What you should do => Locate every line in the entries below that contains the word "brown", and copy each of those lines. Case counts, so a match must have the same capitalization.

The input =>
────────────────────────────────────────
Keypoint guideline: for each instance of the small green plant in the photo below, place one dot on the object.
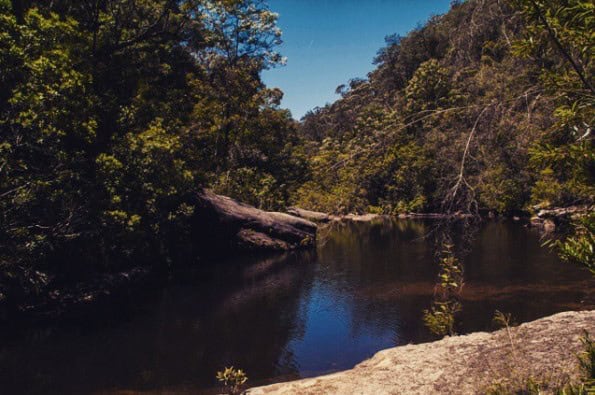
(440, 318)
(233, 380)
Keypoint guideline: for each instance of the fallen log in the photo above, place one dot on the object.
(228, 225)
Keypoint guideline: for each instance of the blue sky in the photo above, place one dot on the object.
(328, 42)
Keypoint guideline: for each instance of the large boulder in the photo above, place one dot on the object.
(227, 225)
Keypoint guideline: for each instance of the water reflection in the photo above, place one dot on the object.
(291, 315)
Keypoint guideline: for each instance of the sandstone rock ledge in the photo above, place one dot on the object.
(544, 349)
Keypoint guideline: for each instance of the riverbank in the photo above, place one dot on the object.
(543, 350)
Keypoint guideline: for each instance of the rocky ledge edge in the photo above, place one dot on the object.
(544, 350)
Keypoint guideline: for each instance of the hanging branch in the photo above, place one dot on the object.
(451, 195)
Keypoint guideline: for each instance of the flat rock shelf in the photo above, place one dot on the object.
(543, 349)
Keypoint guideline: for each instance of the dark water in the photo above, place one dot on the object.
(293, 315)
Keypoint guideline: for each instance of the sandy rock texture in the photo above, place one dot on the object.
(226, 224)
(544, 350)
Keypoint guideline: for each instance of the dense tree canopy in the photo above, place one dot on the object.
(114, 113)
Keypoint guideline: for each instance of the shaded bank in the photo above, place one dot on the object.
(221, 226)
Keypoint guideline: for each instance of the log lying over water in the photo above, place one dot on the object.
(317, 216)
(229, 224)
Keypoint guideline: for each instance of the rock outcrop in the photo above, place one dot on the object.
(544, 351)
(230, 225)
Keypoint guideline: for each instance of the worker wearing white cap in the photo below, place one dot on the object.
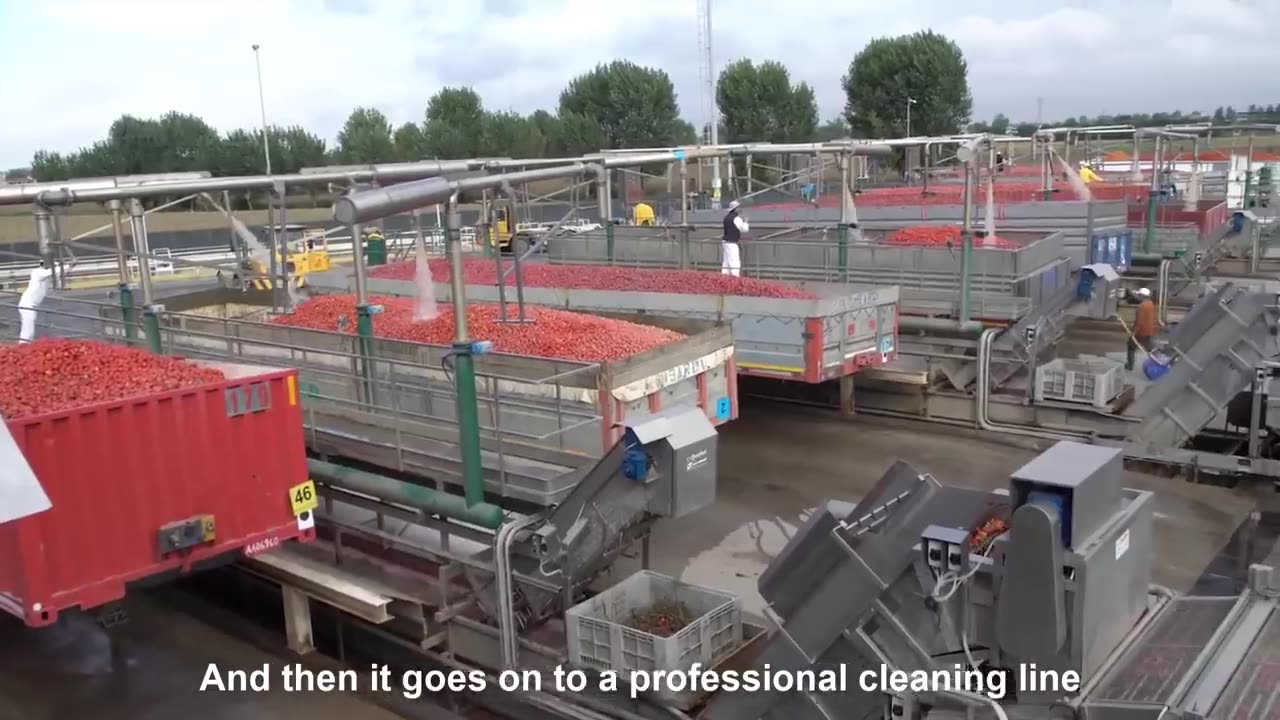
(1144, 327)
(37, 288)
(731, 254)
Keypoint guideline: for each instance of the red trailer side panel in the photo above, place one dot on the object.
(220, 458)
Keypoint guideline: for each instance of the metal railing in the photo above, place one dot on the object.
(805, 255)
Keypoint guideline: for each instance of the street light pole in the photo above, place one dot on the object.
(261, 105)
(906, 153)
(273, 238)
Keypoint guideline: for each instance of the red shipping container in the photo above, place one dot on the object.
(155, 484)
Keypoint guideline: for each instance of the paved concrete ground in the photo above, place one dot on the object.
(776, 463)
(67, 671)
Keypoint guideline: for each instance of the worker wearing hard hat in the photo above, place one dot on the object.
(37, 288)
(1087, 173)
(731, 254)
(1144, 327)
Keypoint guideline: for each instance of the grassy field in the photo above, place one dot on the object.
(17, 224)
(21, 227)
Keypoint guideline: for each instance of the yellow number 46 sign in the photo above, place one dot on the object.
(304, 499)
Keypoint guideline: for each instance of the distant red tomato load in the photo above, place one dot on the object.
(551, 333)
(603, 277)
(58, 374)
(938, 236)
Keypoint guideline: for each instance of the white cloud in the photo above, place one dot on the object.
(74, 65)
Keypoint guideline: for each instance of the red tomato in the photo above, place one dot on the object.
(56, 374)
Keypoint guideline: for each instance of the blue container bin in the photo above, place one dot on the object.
(1084, 288)
(1112, 249)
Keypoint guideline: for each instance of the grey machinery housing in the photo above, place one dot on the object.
(1065, 587)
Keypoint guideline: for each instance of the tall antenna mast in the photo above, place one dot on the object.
(711, 110)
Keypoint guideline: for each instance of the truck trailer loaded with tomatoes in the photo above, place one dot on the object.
(149, 474)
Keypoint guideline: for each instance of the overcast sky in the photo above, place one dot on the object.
(71, 67)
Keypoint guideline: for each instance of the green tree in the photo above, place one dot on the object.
(511, 136)
(1025, 130)
(835, 128)
(46, 167)
(240, 154)
(187, 144)
(133, 146)
(365, 137)
(410, 142)
(549, 126)
(579, 135)
(759, 103)
(684, 133)
(924, 67)
(455, 123)
(293, 149)
(634, 106)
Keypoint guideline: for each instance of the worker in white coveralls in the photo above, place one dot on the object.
(37, 288)
(731, 254)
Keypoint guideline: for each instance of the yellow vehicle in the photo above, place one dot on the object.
(305, 253)
(501, 231)
(643, 214)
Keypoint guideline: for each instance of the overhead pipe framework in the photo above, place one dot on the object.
(378, 203)
(72, 192)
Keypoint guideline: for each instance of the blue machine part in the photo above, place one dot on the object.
(635, 460)
(723, 409)
(1059, 505)
(1155, 368)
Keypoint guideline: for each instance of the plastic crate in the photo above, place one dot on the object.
(599, 636)
(1087, 381)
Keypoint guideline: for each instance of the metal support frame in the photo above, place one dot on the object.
(1152, 199)
(464, 364)
(129, 322)
(150, 310)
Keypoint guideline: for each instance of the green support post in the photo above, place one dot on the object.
(151, 326)
(127, 317)
(1150, 237)
(375, 250)
(469, 423)
(365, 347)
(965, 277)
(429, 500)
(842, 251)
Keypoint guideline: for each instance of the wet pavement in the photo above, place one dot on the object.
(776, 463)
(154, 673)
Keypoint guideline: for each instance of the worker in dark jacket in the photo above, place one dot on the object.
(1144, 327)
(731, 255)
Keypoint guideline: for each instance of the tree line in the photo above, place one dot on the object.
(1223, 115)
(615, 105)
(914, 83)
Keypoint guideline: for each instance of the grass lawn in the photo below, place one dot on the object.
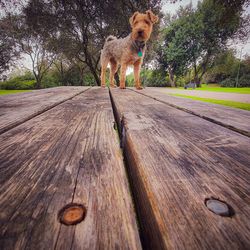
(9, 92)
(217, 88)
(239, 105)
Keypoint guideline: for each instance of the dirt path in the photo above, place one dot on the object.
(207, 94)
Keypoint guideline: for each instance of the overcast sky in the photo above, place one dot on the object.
(172, 8)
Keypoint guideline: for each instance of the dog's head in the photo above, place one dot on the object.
(142, 25)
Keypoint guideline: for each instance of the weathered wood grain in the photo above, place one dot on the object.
(18, 108)
(234, 119)
(69, 154)
(175, 161)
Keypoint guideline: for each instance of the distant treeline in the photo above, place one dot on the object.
(63, 40)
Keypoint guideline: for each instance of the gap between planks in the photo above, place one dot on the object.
(210, 119)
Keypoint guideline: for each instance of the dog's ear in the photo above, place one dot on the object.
(153, 18)
(132, 19)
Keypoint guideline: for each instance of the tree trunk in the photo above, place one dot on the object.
(171, 77)
(117, 79)
(38, 84)
(196, 76)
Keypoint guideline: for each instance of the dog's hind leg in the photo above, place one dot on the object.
(137, 69)
(113, 69)
(123, 75)
(103, 73)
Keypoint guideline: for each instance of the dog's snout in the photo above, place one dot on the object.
(140, 32)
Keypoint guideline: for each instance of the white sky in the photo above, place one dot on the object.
(171, 8)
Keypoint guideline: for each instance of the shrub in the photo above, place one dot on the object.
(229, 82)
(50, 81)
(17, 84)
(244, 81)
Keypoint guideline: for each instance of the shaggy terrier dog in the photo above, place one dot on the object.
(129, 50)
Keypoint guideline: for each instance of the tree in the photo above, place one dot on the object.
(195, 37)
(79, 28)
(8, 47)
(32, 44)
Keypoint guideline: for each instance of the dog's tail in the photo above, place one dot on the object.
(110, 38)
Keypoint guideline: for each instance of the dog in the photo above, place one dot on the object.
(129, 50)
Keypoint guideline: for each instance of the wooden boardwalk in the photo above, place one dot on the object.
(60, 146)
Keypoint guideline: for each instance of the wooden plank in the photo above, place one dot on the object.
(18, 108)
(69, 154)
(234, 119)
(175, 162)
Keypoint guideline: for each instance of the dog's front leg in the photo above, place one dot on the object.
(137, 69)
(123, 75)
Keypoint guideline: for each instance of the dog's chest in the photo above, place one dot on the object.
(132, 58)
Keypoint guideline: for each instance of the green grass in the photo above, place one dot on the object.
(9, 92)
(217, 88)
(239, 105)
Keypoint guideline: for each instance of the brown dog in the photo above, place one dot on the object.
(129, 50)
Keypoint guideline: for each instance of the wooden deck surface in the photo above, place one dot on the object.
(59, 146)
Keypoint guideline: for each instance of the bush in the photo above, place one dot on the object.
(244, 81)
(25, 81)
(50, 81)
(229, 82)
(17, 84)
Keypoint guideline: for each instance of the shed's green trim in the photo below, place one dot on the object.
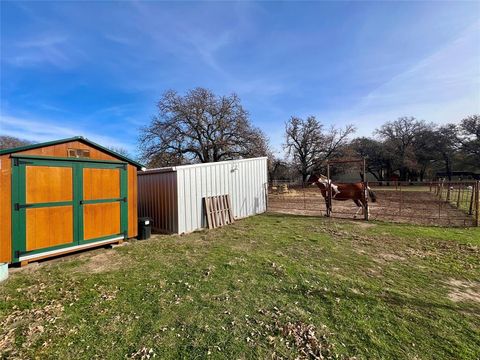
(58, 158)
(19, 196)
(75, 138)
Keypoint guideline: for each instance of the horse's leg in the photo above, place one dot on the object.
(359, 207)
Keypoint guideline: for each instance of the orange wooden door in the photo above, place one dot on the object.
(44, 207)
(104, 201)
(61, 204)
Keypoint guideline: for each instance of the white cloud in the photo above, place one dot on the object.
(444, 87)
(41, 130)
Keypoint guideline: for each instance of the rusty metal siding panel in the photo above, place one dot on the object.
(244, 180)
(174, 197)
(157, 198)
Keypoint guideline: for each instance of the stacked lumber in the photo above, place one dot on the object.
(218, 210)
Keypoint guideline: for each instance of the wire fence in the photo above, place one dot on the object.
(442, 203)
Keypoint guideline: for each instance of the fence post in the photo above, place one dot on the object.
(472, 199)
(458, 197)
(477, 203)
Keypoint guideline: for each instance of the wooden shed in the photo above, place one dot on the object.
(63, 196)
(174, 196)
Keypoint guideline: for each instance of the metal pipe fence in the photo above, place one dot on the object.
(442, 203)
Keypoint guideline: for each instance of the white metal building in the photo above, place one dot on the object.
(173, 196)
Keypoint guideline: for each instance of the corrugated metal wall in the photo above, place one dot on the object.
(244, 180)
(157, 199)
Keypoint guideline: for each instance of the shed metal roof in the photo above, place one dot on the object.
(75, 138)
(180, 167)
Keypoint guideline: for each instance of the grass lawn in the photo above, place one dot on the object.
(270, 286)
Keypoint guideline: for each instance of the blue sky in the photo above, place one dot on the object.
(97, 68)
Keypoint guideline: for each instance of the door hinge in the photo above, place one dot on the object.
(17, 161)
(21, 206)
(19, 253)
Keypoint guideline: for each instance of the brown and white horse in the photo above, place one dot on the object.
(343, 192)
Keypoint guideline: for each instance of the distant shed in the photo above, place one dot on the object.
(63, 196)
(173, 196)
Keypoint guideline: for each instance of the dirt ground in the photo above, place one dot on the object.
(416, 207)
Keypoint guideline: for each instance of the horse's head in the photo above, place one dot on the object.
(312, 179)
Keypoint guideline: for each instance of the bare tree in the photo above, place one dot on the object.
(403, 140)
(310, 146)
(469, 137)
(379, 162)
(7, 142)
(200, 127)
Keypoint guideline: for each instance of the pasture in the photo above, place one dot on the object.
(403, 204)
(270, 286)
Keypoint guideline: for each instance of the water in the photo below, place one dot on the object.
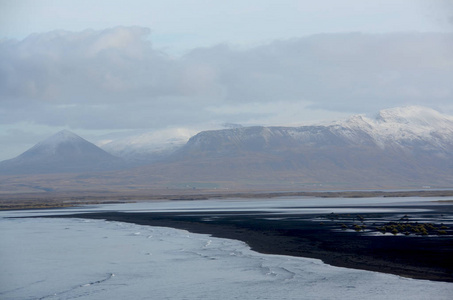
(95, 259)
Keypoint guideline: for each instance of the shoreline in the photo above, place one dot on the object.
(417, 257)
(56, 200)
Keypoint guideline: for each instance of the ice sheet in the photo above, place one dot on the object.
(95, 259)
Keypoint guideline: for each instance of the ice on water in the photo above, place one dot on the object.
(95, 259)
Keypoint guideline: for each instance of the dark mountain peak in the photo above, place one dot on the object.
(65, 152)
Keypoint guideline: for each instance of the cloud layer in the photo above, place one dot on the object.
(116, 79)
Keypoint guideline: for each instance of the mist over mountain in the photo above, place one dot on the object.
(64, 152)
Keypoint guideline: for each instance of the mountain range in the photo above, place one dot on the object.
(404, 147)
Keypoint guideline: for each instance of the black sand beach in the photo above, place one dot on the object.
(333, 238)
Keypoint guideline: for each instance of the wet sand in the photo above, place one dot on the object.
(319, 236)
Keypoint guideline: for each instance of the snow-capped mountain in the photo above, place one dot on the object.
(402, 127)
(399, 147)
(148, 146)
(62, 152)
(406, 147)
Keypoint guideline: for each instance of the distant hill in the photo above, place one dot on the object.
(405, 147)
(64, 152)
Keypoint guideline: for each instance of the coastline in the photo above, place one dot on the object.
(418, 257)
(51, 200)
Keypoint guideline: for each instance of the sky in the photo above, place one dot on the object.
(116, 68)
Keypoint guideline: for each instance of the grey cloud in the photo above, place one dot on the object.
(114, 78)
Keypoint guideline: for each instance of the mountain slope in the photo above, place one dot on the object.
(400, 147)
(61, 153)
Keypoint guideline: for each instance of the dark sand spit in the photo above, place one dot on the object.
(333, 238)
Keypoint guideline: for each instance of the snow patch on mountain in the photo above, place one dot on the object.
(147, 143)
(400, 126)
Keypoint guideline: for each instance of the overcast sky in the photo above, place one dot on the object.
(100, 67)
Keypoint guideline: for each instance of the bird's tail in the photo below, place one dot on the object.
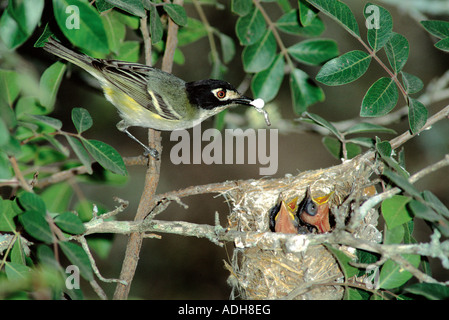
────────────────────────────────────────
Finished answer =>
Keypoint guideline: for each instance of the brown dog in the photo above, place one dot on the object.
Keypoint guideline: for each instance of the brown and white horse in the photo above, place one dot on the object.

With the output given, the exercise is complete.